Print the part of the key reader patent text below word for word, starting at "While this prior" and ending at "with the prior arrangement.".

##### Document extract

|Publication number||US4433487 A|
|Application number||US 06/352,548|
|Publication date||Feb 28, 1984|
|Filing date||Feb 26, 1982|
|Priority date||Feb 26, 1982|
|Publication number||06352548, 352548, US 4433487 A, US 4433487A, US-A-4433487, US4433487 A, US4433487A|
|Inventors||Manfred W. Roland|
|Original Assignee||All-Lock Electronics, Inc.|
|Export Citation||BiBTeX, EndNote, RefMan|
|Referenced by (17), Classifications (8), Legal Events (6)|
|External Links: USPTO, USPTO Assignment, Espacenet|
This invention relates to the key-lock art, and in particular it relates to a new and improved apparatus for reading a key and electronically transmitting this reading to perform a function.
Arrangements are known for reading physical characteristics such as indentations or raised projections on one or more generally flat sides of a key, utilizing reading pins, and transmitting this reading, via electric or electronic means, to carry out a function. Such functions may include for example identifying the key holder, permitting access to a door or other secure area, or conveying the information to a key making machine to manufacture a duplicate of that key. Such an arrangement is shown in commonly owned U.S. Pat. No. 4,283,859, the subject matter of which is incorporated by reference herein.
In the arrangement shown in said patent, the physical characteristics on the side of the key are read by pins which, acting through mechanical multiplying means, cover or uncover light paths which in turn deactivate or activate photodetectors. These in turn relay the relevant information in connection with the function to ultimately be performed.
While this prior arrangement has proved highly successful, it has been found that in certain applications of the invention, spacial requirements are so restricted that there is insufficient room for the prior arrangement. In such cases, a need exists for improvements which will allow further miniaturization of the key reader.
It is a purpose of the present invention to provide a new and improved key reader, capable of reading physical characteristics of a key and transmitting that information electrically or electronically, wherein the spacial requirements are sufficiently reduced to allow application of this invention in a more restricted space than is possible with the prior arrangement.
In accordance with the present invention, this purpose is achieved by providing an arrangement in which movement of each reading pin is electrically or electronically read directly, without intervention of a mechanical multiplying means. In accordance with a feature of the present invention, this is achieved by constructing each reading pin to include a magnetic portion, e.g. a permanent magnet, and to place adjacent the reading pin a Hall transistor which has the characteristics of having different energy levels in response to different locations of the magnet, e.g. a close position and a farther position, relative to the Hall transistor. A key to be used with this arrangement would have at each reading point position two possible surfaces, i.e. a high surface and a low surface. In a preferred arrangement the high surface would be the flat side of the key and the low surface would be an indentation in the key at that point. In another embodiment the high surface could be a raised projection on the key at that point and the low surface could be the flat side of the key. In either embodiment one of these surfaces, preferably the high surface, would place the pin, and in particular, the magnetic portion of the pin, at the close proximity position relative to the Hall transistor. When a pin senses the low surface, resilient means or the like would urge the pin to its other position wherein the magnetic portion would be at its farther position relative to the Hall transistor. Suitable electronic means will then sense the position of the pin at any instant by sensing the energy level of the Hall transistor.

##########
##### Given records

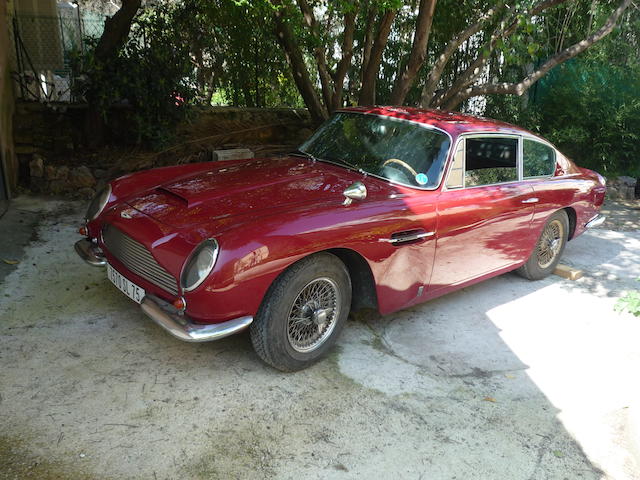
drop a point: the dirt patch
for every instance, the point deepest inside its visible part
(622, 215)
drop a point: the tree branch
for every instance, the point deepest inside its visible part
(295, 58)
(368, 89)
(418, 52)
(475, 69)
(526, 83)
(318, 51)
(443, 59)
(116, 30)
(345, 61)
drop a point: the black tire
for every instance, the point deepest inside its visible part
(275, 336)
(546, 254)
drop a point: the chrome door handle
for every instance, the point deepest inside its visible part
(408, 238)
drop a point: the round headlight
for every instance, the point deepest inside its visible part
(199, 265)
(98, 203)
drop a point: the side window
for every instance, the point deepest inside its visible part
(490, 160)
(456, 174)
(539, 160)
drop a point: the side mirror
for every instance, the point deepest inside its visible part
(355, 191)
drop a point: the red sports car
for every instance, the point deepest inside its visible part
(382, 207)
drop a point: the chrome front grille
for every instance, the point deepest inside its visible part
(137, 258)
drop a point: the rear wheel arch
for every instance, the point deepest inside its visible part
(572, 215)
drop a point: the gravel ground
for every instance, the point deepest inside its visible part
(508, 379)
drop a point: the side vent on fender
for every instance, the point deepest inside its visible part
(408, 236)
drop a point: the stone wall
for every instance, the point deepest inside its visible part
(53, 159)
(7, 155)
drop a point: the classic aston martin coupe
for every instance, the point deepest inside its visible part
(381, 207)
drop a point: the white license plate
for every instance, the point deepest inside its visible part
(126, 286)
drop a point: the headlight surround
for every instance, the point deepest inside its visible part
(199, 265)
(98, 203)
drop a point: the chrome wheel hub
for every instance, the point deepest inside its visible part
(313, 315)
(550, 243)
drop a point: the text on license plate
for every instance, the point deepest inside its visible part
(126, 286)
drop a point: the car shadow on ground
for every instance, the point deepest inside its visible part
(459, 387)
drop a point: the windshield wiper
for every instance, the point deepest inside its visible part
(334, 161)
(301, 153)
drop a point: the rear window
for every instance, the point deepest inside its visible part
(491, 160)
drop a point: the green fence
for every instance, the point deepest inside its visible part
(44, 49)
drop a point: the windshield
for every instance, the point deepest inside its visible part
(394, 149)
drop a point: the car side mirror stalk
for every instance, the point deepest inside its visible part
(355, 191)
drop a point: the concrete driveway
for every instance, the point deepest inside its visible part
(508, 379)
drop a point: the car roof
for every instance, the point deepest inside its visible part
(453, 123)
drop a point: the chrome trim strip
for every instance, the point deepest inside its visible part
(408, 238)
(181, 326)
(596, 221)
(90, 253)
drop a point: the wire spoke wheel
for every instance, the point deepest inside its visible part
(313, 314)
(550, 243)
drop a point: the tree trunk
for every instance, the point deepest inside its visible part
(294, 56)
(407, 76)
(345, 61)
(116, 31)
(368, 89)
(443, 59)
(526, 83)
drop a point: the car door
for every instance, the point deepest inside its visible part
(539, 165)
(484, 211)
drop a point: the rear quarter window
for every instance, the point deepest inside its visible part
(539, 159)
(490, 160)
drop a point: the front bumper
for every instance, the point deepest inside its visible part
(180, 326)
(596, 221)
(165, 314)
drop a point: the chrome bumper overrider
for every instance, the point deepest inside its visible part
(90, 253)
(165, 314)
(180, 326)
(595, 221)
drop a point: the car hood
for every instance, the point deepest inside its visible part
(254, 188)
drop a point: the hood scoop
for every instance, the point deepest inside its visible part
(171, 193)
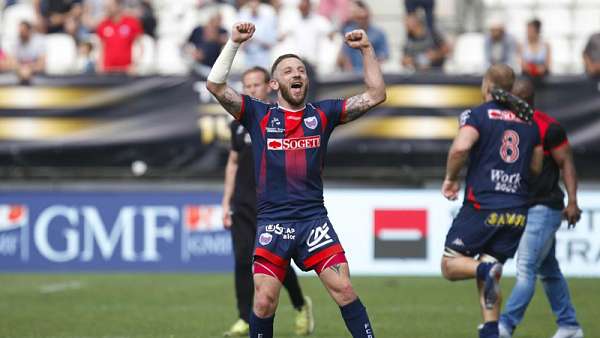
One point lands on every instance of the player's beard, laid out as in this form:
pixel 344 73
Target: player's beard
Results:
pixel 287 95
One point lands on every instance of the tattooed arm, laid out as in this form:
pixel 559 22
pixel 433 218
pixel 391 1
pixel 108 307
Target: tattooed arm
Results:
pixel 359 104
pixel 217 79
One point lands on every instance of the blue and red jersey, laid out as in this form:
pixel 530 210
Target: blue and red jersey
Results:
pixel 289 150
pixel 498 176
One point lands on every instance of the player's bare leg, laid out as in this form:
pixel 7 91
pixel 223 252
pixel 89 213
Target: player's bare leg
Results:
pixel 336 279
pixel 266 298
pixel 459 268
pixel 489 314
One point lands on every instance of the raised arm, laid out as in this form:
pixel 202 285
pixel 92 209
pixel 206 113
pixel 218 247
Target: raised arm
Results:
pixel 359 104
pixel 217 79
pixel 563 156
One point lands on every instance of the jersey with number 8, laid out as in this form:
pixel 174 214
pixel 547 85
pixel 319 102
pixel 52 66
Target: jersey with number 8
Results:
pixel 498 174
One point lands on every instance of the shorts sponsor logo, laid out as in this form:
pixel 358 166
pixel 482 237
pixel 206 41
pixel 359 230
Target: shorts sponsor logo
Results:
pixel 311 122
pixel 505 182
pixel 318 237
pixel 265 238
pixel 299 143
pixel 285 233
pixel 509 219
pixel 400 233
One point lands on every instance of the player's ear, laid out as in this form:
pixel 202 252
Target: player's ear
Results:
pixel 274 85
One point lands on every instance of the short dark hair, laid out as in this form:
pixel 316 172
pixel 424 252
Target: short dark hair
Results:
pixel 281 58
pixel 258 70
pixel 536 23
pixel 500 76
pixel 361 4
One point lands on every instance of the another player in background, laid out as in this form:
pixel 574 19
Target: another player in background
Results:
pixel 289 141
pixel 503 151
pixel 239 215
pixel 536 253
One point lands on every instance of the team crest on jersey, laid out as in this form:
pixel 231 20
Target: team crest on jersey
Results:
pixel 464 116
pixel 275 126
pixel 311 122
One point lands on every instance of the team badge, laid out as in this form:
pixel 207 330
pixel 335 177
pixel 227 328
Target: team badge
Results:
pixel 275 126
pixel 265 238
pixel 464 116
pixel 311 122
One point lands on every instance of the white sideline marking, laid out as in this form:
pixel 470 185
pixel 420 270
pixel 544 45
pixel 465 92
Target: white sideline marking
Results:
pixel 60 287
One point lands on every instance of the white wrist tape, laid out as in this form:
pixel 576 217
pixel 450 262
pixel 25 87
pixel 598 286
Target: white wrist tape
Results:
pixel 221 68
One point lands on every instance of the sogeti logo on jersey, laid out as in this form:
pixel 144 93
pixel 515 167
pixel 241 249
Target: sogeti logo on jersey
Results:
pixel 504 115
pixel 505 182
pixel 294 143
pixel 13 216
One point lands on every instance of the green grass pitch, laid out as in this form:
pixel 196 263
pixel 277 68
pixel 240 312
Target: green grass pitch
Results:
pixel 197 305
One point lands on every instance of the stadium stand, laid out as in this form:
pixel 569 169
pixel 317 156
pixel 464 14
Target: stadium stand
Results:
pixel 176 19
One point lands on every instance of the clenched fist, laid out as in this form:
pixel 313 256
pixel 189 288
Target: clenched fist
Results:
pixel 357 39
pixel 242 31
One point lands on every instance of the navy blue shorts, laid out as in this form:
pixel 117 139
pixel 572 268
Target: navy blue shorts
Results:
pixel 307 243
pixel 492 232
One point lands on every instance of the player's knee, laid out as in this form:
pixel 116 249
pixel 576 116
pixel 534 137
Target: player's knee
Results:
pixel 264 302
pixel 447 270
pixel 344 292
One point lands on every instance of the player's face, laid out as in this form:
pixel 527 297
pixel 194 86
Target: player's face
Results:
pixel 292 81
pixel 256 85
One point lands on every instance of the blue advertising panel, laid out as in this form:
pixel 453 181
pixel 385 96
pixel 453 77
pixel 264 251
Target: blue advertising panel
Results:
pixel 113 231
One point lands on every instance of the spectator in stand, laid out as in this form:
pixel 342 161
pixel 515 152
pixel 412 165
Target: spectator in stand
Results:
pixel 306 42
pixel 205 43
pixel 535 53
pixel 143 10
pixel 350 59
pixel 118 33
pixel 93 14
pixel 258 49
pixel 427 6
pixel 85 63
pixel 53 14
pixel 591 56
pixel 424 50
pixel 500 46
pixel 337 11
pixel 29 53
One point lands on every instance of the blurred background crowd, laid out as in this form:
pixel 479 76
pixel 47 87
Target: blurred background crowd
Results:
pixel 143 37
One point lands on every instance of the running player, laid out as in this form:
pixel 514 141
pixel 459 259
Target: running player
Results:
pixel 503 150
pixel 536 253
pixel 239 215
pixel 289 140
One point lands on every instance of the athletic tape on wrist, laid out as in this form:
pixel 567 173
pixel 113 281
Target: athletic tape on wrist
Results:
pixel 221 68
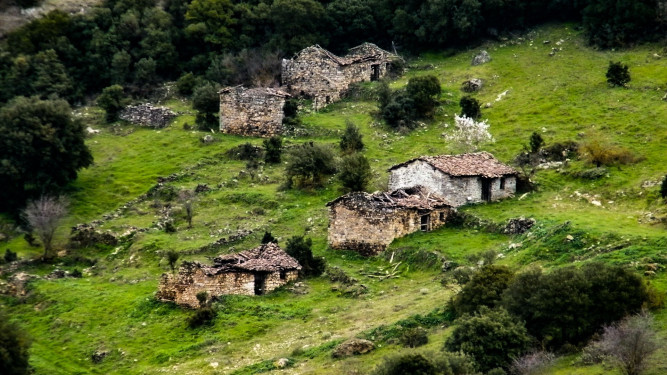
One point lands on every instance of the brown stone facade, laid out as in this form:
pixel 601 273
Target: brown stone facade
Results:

##########

* **Exercise result**
While this prior arrangement has proved highly successful, it has been found that in certain applications of the invention, spacial requirements are so restricted that there is insufficient room for the prior arrangement. In such cases, a need exists for improvements which will allow further miniaturization of the key reader.
It is a purpose of the present invention to provide a new and improved key reader, capable of reading physical characteristics of a key and transmitting that information electrically or electronically, wherein the spacial requirements are sufficiently reduced to allow application of this invention in a more restricted space than is possible with the prior arrangement.